===== SUPPLIED DATA
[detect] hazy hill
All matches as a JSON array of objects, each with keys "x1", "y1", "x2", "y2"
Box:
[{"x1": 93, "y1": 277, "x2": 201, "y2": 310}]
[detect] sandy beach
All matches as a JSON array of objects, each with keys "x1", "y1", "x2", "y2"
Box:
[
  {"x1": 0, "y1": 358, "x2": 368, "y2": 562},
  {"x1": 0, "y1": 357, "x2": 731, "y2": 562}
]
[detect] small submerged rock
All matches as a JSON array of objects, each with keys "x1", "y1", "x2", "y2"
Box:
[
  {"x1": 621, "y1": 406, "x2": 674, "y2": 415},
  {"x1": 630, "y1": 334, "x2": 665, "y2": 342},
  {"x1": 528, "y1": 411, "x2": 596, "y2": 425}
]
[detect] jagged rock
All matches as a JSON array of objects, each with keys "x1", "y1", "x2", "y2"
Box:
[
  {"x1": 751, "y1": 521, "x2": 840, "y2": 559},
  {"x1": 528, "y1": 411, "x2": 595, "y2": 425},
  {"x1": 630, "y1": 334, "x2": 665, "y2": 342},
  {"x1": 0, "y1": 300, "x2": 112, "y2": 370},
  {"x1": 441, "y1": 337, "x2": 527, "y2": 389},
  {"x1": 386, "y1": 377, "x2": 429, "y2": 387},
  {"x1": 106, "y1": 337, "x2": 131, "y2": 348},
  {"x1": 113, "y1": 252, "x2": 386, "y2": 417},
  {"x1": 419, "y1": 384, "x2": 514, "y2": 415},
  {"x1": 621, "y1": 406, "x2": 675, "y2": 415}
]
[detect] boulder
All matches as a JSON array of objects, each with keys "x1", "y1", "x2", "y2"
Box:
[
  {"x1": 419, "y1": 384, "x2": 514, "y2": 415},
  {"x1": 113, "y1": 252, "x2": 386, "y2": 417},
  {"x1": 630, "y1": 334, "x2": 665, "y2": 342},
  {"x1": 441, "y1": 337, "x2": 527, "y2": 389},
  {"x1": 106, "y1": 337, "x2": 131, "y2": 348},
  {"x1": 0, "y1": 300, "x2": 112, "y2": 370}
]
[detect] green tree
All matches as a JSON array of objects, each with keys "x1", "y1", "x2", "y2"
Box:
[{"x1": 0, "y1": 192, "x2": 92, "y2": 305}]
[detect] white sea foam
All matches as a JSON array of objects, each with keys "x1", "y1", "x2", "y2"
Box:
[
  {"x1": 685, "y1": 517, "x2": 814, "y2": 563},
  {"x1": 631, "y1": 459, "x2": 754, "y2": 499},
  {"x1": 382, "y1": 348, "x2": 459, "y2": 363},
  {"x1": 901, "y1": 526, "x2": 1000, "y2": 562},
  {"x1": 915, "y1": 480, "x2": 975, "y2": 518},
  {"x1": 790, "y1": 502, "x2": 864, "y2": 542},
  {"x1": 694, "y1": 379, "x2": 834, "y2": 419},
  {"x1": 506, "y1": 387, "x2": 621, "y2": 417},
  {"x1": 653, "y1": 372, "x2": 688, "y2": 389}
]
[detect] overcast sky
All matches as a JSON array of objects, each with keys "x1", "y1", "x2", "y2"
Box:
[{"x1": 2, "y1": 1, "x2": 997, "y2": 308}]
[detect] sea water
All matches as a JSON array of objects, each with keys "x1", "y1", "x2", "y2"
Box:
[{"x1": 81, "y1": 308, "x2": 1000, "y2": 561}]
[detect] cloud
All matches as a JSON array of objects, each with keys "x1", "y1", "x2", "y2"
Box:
==========
▸ WHAT THE TASK REQUIRES:
Only the lines from the one with "[detect] overcast sky" through the last line of the material above are to be duplicated, exactly and with both ends kept.

▸ WRITTEN REPLY:
[detect] overcast sky
All matches as a JSON array of objects, each with keys "x1", "y1", "x2", "y2"
Box:
[{"x1": 2, "y1": 1, "x2": 997, "y2": 308}]
[detect] sea water
All matches as a JSON array of objects, each with keys "x1", "y1", "x2", "y2"
Box:
[{"x1": 81, "y1": 308, "x2": 1000, "y2": 561}]
[detect] cloud
All matches as a JSON array of objects, each with keys "x1", "y1", "x2", "y2"
Box:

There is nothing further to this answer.